»»
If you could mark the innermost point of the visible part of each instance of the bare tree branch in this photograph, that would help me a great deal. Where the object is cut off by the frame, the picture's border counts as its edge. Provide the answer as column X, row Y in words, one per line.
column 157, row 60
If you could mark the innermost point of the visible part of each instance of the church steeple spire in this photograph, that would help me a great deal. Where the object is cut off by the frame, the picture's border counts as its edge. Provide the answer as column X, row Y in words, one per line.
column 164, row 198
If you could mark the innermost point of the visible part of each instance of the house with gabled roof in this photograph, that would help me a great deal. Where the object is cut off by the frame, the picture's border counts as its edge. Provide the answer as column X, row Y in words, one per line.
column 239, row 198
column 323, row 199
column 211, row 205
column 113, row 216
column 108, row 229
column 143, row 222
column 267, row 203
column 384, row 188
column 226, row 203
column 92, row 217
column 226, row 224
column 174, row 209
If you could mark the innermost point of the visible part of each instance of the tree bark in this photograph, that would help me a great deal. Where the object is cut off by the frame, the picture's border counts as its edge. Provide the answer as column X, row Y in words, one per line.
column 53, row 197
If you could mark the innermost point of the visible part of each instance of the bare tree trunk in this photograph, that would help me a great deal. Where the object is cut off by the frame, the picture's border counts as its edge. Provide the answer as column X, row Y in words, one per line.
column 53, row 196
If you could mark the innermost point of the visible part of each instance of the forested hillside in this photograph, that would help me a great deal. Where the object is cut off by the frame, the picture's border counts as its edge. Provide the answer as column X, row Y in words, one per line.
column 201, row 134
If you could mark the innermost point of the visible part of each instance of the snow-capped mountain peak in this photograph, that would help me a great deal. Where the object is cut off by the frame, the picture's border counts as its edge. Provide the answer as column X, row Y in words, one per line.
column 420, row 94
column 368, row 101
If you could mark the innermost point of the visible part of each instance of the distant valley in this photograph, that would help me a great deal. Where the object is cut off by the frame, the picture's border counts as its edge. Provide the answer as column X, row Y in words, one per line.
««
Restate every entry above word for word.

Reply to the task:
If you could mark the innermost point of the visible part of each instance of the bare tree branch in this photograph, that would help me a great deal. Where the object is cut off by the frame, the picture's border counts as its edge. Provide the answer as column X, row Y in words, one per line.
column 157, row 60
If you could mark the innermost point of the visible part of each instance of the church steeple spire in this photograph, that would help me a great deal. Where the object is cut off by the frame, the picture's border counts as its edge. Provide the answer as column X, row Y in words, one per line.
column 164, row 198
If you could mark the innermost point of the visible part of each instance of the house with gabled roof in this photograph, that would help me a great deal. Where the object is cut off by the frame, the picture's border counts as its edge. Provide the answer as column X, row Y in words, one per line.
column 239, row 198
column 323, row 199
column 211, row 205
column 113, row 216
column 108, row 229
column 143, row 222
column 267, row 203
column 384, row 188
column 226, row 203
column 92, row 217
column 226, row 224
column 174, row 209
If you could mark the innermost point of the visible part of each instance of the tree bark in this photograph, that would help me a great deal. Where the object is cut off by the frame, the picture's border counts as its edge. Provide the answer as column X, row Y in words, one per line.
column 53, row 197
If you could mark the innermost point of the visible part of each instance of the bare tree trunk in this photograph, that would help me a great deal. Where the object is cut off by the frame, the picture's border counts as its edge. Provide the answer as column X, row Y in words, one per line.
column 53, row 196
If you could mark the innermost point of the visible part of each instance of the forested hillside in this photograph, that would help me a great deal. Where the object is cut off by the frame, the picture's border counts as its edge. Provide the answer as column X, row Y in words, one per line.
column 201, row 134
If you could mark the innermost point of the visible part of each instance of the snow-capped mountain peak in this photograph, that would help me a great deal. Where the object is cut off by the frame, the picture's border counts as its edge. Provide the answer as column X, row Y in words, one per line.
column 420, row 94
column 368, row 101
If you could mark the innermost point of the visible part of each instance of the distant valley in this photograph, that would help me a great deal. Where the object is cut off by the frame, the picture's border counts as its edge. Provide the answer as column X, row Y in words, one per line.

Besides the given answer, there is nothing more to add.